**What you should do:**
Please output exactly the lines from the one containing "If you could spot the distant" through the end of the records below, leaving out any pictures.

**Source material:**
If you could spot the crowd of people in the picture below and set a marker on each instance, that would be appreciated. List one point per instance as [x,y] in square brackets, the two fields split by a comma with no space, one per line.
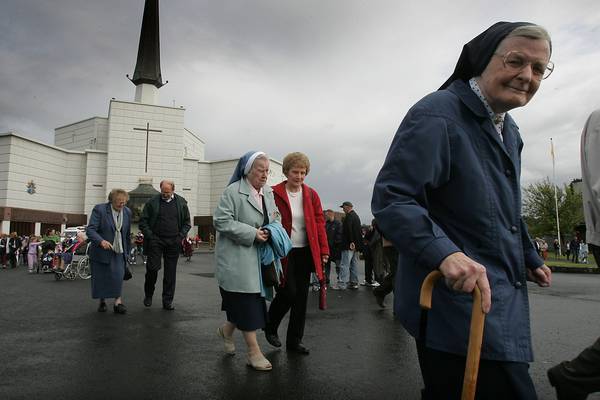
[47,253]
[458,213]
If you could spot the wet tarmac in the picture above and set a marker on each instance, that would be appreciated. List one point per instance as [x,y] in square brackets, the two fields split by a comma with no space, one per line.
[54,345]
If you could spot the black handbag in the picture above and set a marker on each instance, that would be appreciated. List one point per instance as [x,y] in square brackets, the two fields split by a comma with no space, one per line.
[269,275]
[127,275]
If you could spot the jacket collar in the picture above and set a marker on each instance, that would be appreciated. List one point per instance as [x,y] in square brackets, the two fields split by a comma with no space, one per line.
[466,95]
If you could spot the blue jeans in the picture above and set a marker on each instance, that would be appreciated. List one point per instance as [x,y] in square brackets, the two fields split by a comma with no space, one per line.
[348,269]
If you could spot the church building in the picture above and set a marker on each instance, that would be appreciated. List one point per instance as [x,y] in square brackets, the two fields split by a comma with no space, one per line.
[134,147]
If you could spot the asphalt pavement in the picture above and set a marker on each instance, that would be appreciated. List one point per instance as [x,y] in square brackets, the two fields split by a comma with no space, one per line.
[54,345]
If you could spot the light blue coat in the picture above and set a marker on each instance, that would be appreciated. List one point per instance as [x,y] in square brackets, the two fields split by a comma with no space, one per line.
[236,219]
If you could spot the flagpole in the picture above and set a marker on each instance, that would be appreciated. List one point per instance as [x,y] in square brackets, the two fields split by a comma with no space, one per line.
[555,196]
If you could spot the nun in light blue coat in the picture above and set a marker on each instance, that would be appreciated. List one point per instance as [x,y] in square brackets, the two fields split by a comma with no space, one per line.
[246,205]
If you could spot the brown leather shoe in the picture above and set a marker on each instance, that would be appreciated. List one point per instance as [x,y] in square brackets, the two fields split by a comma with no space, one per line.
[259,362]
[120,308]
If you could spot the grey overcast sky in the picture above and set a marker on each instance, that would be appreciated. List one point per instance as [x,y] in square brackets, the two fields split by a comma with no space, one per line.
[332,78]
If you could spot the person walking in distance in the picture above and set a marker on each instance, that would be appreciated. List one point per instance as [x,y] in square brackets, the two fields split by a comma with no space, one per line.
[165,222]
[351,244]
[577,378]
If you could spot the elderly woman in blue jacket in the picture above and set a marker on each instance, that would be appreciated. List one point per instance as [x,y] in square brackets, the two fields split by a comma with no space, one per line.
[245,207]
[448,197]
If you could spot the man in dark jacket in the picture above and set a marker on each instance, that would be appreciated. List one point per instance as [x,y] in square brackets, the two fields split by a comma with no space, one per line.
[351,244]
[165,222]
[14,243]
[333,228]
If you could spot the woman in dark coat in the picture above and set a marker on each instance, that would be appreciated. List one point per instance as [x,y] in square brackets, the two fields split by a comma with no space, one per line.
[108,232]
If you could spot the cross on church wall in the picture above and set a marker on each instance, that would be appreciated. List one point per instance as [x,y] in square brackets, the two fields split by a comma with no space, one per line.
[147,130]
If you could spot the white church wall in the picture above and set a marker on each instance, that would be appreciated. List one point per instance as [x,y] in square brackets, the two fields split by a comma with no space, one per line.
[4,166]
[87,134]
[56,173]
[204,189]
[127,147]
[188,187]
[193,146]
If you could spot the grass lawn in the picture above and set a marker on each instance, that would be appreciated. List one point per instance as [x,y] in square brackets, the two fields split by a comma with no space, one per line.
[562,262]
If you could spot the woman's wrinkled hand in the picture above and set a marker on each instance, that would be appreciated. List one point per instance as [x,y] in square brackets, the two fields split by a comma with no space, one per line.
[262,235]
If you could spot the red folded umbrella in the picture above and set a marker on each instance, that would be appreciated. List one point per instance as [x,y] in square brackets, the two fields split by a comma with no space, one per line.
[323,295]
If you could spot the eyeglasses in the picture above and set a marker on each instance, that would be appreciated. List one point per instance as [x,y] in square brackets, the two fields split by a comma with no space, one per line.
[517,62]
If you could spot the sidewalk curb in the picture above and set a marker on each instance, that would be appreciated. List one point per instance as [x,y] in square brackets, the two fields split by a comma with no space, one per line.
[576,270]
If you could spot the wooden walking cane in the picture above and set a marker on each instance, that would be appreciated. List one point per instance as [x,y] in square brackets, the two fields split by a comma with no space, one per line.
[475,332]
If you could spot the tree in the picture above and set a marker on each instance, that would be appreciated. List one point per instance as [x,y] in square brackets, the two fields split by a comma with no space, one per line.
[540,212]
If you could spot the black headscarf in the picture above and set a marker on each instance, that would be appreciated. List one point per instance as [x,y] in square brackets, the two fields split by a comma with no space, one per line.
[476,54]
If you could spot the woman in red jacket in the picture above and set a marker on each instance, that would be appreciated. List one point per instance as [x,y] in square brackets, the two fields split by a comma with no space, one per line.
[302,218]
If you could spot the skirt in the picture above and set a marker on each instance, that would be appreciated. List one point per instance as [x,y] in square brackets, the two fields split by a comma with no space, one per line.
[107,279]
[247,311]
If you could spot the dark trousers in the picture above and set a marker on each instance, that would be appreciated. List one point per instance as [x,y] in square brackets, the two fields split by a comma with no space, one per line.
[595,250]
[168,250]
[443,375]
[327,269]
[368,254]
[387,285]
[575,255]
[293,295]
[581,373]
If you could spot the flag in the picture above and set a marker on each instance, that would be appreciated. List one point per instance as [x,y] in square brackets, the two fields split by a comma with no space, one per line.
[552,151]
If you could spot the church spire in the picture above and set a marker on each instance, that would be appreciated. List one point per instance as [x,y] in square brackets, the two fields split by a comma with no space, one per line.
[147,77]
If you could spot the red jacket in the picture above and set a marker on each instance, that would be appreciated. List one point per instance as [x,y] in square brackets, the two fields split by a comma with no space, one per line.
[313,219]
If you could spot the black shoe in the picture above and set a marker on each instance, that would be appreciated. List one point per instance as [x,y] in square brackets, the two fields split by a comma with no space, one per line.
[119,308]
[298,348]
[273,339]
[566,388]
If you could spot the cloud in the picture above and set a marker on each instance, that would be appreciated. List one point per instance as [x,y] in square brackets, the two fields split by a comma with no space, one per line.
[333,79]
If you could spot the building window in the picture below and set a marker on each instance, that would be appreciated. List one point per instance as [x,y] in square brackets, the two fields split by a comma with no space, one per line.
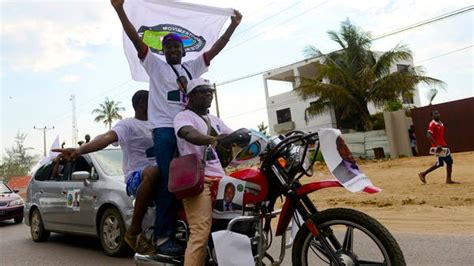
[408,99]
[284,115]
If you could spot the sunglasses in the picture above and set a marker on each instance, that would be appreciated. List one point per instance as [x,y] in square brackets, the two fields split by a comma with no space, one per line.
[203,89]
[182,82]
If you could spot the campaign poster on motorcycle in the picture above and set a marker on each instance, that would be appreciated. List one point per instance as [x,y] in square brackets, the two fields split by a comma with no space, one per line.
[340,162]
[229,200]
[74,199]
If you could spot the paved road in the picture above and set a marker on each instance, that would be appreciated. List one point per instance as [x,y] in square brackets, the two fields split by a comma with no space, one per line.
[17,248]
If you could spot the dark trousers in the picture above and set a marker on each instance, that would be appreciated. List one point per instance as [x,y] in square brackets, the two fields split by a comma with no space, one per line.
[166,205]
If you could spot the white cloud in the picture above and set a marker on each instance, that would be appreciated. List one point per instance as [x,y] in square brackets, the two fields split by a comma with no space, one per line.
[55,35]
[70,78]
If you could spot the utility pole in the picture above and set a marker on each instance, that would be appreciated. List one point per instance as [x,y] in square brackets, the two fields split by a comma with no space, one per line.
[217,102]
[44,136]
[74,121]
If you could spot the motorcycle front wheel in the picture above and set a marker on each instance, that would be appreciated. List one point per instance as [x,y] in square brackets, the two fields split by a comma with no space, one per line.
[354,237]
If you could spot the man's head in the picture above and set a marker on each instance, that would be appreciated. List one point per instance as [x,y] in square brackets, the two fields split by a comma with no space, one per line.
[173,48]
[436,116]
[200,93]
[140,102]
[229,192]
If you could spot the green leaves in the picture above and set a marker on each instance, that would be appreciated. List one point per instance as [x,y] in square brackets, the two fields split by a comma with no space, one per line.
[350,78]
[108,112]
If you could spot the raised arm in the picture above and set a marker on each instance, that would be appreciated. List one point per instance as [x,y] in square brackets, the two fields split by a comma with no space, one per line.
[222,41]
[430,137]
[98,143]
[129,29]
[193,136]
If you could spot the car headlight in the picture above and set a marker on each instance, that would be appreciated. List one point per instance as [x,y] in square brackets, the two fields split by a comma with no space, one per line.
[16,202]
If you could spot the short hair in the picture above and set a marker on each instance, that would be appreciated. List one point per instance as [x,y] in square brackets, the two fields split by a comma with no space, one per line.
[139,97]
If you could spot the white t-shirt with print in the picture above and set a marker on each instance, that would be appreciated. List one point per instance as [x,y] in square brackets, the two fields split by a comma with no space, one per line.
[134,137]
[166,99]
[189,118]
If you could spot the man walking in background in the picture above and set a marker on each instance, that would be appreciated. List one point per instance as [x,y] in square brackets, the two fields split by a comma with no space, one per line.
[436,136]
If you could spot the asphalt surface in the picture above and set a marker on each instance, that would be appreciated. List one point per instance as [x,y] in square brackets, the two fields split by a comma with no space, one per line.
[17,248]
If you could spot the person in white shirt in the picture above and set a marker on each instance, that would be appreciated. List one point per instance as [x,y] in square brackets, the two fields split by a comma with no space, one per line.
[168,82]
[191,127]
[141,174]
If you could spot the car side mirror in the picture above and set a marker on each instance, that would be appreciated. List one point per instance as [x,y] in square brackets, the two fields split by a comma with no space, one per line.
[80,175]
[94,175]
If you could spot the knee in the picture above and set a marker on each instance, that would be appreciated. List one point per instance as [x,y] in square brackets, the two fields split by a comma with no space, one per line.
[151,175]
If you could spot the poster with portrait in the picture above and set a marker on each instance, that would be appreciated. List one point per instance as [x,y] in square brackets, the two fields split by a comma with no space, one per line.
[74,199]
[340,162]
[229,200]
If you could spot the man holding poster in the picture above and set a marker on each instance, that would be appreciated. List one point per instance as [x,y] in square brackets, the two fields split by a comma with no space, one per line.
[167,37]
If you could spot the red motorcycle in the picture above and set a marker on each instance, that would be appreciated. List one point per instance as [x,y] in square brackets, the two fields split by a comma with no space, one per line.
[336,236]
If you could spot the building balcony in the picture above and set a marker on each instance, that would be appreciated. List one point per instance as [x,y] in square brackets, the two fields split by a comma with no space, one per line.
[284,127]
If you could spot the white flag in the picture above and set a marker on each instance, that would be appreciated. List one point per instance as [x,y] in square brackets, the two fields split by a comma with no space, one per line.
[340,162]
[197,25]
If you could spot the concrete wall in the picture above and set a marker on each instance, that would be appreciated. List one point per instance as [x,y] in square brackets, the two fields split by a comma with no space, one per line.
[297,107]
[362,144]
[396,126]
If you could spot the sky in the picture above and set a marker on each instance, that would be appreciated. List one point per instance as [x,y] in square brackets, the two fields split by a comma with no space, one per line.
[53,49]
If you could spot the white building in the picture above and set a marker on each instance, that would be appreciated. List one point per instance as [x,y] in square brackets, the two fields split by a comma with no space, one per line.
[286,110]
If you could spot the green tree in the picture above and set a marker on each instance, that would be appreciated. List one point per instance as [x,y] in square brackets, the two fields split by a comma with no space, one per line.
[17,161]
[348,79]
[108,112]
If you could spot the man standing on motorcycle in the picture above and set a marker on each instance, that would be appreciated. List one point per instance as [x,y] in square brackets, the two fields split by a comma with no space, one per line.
[192,127]
[141,174]
[167,97]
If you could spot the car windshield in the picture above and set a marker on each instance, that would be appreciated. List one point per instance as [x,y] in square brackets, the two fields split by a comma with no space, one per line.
[4,189]
[110,161]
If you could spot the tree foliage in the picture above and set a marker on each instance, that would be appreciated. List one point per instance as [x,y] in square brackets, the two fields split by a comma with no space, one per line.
[17,161]
[107,112]
[348,79]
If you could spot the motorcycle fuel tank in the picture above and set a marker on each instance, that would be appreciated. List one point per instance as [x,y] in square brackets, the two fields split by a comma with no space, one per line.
[256,187]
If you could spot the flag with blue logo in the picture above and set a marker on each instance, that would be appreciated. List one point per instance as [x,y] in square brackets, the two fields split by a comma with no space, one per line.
[198,26]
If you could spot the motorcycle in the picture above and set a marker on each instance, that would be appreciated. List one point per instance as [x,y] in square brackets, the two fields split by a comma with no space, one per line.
[335,236]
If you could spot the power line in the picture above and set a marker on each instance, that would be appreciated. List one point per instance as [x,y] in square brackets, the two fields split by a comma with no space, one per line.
[289,101]
[268,18]
[426,22]
[448,53]
[415,25]
[283,22]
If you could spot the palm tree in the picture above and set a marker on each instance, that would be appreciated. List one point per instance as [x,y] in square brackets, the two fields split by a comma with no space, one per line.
[108,112]
[348,79]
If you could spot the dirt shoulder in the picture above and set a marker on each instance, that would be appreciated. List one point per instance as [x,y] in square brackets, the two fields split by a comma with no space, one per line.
[405,204]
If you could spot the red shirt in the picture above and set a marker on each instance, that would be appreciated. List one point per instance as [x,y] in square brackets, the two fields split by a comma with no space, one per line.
[437,131]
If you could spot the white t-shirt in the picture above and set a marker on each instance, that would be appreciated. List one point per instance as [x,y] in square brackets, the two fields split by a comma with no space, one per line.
[190,118]
[166,99]
[134,137]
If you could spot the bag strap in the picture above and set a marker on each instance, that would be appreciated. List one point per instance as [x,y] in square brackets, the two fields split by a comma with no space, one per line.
[185,69]
[208,123]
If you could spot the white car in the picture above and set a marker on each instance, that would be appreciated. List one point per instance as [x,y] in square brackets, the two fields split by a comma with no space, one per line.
[86,196]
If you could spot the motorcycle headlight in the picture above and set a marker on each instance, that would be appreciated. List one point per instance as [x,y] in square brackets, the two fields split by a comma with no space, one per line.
[16,202]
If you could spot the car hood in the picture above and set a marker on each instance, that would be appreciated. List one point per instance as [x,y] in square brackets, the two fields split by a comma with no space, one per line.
[9,197]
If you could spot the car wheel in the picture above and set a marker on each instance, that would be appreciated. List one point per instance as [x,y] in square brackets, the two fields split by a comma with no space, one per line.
[112,233]
[18,219]
[38,233]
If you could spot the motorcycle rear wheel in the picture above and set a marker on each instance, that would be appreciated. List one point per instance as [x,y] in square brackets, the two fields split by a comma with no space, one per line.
[342,228]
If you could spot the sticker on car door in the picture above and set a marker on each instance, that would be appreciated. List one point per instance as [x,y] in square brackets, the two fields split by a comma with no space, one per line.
[74,199]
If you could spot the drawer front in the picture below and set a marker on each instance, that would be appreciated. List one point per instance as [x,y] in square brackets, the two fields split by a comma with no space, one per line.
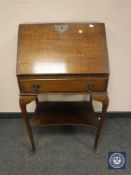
[63,85]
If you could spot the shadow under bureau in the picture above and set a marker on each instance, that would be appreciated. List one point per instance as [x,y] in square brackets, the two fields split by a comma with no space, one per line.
[63,58]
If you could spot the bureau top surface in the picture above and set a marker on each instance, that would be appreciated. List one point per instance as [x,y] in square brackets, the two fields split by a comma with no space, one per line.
[71,48]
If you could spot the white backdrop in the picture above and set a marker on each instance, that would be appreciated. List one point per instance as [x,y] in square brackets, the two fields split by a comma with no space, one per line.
[115,14]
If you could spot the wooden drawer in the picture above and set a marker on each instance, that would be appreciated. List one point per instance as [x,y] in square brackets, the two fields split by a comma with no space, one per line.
[63,85]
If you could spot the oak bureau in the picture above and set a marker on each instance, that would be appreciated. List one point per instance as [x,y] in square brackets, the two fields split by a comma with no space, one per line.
[63,58]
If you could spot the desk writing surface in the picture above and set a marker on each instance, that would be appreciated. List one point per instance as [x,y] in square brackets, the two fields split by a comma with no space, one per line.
[78,48]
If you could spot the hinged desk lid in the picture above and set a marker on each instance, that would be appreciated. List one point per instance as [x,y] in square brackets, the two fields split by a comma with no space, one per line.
[62,49]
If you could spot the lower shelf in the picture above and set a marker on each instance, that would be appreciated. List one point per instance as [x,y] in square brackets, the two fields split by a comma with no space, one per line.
[65,113]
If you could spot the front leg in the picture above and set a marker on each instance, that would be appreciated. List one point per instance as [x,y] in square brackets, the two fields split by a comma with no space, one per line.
[23,101]
[105,101]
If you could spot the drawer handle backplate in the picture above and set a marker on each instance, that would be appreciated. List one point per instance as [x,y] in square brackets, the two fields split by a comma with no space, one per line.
[36,87]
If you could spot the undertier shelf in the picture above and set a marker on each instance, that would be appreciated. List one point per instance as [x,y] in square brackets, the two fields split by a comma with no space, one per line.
[79,113]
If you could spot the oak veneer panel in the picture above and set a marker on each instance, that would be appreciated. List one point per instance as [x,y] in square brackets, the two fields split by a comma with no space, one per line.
[80,49]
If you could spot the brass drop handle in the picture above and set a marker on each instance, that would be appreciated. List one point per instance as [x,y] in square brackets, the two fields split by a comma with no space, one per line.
[90,87]
[36,87]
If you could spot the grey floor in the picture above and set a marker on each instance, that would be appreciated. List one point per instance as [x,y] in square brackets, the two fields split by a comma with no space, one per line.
[62,150]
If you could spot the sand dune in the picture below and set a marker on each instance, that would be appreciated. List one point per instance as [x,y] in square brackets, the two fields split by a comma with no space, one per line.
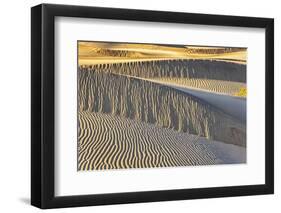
[106,51]
[156,104]
[209,85]
[202,69]
[112,142]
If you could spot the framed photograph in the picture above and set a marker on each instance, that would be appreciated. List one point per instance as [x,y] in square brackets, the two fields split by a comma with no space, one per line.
[139,106]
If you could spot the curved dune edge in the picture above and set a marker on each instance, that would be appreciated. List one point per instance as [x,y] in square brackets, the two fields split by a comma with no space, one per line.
[209,85]
[106,142]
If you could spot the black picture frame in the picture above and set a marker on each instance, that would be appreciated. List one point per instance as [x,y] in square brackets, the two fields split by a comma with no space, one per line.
[43,102]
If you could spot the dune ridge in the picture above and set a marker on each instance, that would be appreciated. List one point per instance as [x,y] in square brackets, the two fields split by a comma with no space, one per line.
[112,142]
[160,105]
[177,68]
[218,86]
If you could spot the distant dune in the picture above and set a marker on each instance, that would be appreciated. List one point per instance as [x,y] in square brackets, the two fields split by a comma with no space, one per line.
[148,105]
[217,86]
[112,142]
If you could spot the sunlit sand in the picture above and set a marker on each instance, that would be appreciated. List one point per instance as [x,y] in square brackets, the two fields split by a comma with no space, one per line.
[148,105]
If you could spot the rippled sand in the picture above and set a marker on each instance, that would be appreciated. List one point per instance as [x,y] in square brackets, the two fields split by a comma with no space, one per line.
[112,142]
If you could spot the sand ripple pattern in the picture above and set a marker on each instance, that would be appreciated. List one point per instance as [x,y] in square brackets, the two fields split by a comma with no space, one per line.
[111,142]
[217,86]
[176,68]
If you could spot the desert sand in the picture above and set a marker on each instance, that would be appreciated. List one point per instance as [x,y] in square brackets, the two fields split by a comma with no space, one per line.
[146,106]
[113,142]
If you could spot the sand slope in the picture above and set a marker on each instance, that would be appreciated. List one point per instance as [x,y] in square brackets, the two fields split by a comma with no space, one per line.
[112,142]
[156,104]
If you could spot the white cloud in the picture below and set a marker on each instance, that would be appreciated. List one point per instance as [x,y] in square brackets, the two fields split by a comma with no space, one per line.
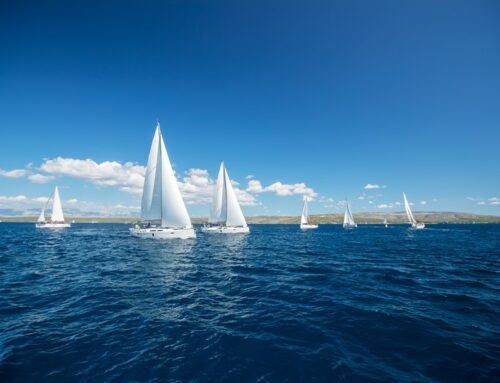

**Answer space:**
If you could spot the distant dune in the picture above and set a marker on each instance, that would be appreciated. List one point per instance as [x,y] in square brackets, the two fields split by a comma with no space, one per line.
[148,105]
[217,86]
[112,142]
If you could spot the sunlit sand in the picture above and set a marker on each instance, that would be appreciated. List one point per instance as [x,y] in square brackets, the two fields split by a comma with no space, one per line.
[148,105]
If you could spot the rippled sand in the picture above and set a marker on each instance, that would be appreciated. List one point per instance as [x,y] in square brackets, the two fields split by a comma with no space, one per line.
[112,142]
If you could spot the sand ripple pattern in the picture above and set a marker on each instance, that would be appreciated. List one point per instance as [x,y] in square brackets, the two fields split by a comma with no space, one per line.
[111,142]
[217,86]
[176,68]
If you could spot the desert sand in the picture above and set a marker on each instance, that would be appreciated. List one point per instance as [x,y] in square brackets, the two fields split by a comma with no space, one per line.
[146,106]
[113,142]
If you could spot the sand slope in the picture above and set a marker on each instance, that would be appreciated. List one point per instance as [x,y] in square brackets, the two fields split by a comma with no space, one per line.
[112,142]
[156,104]
If you could spot the white cloud in the picture below and set a marker on each instance, that would be appreciated. List one point per instance as [x,y] in square brackets, the two fields split by a comma with no space, one per line.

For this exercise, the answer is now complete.